Selection -
___
# Fisherman ID



## Reel Time (Oct 6, 2009)

I found these pics on my motion detection camera at my home and on my boat. It appears that someone took my boat out of the slip yesterday, caught a bunch of crappie (who knows where) and then returned my boat to my slip. I was at work. They even had the audacity to pose in front of my boathouse with two really nice crappie. Can anyone ID this guy or should I call the game warden?

















:rotfl:


----------



## muleherder (Mar 7, 2006)

Can you say cojones? That's unbelievable. I'd call the Game Warden.


----------



## Sunbeam (Feb 24, 2009)

Looks familiar. Could it be a 2cooler?


----------



## Reel Time (Oct 6, 2009)

Sunbeam said:


> Looks familiar. Could it be a 2cooler?


He looked familiar to me too but the guy in the picture is about 50 pounds lighter than the guy I know. I have never seen the guy in the boat before. Maybe someone here will recognize him. He very well could be a 2Cooler. I don't want to press charges. I want to catch him in the act.


----------



## Castaway2 (Aug 8, 2013)
___
Supplied material -

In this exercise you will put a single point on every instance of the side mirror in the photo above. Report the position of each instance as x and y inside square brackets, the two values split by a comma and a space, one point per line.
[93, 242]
___
Set problem - Condense the paragraph in the fisherman thread above that begins "I found these pics" into a brief list that keeps its main facts.

Final result -
- Motion-detection cameras at the poster's home and on the boat captured pictures.
- Someone apparently took the boat out of its slip yesterday while the poster was at work.
- That person caught a bunch of crappie, location unknown, then returned the boat to the slip.
- They posed in front of the boathouse with two really nice crappie.
- The poster asks whether anyone can identify the man or whether to call the game warden.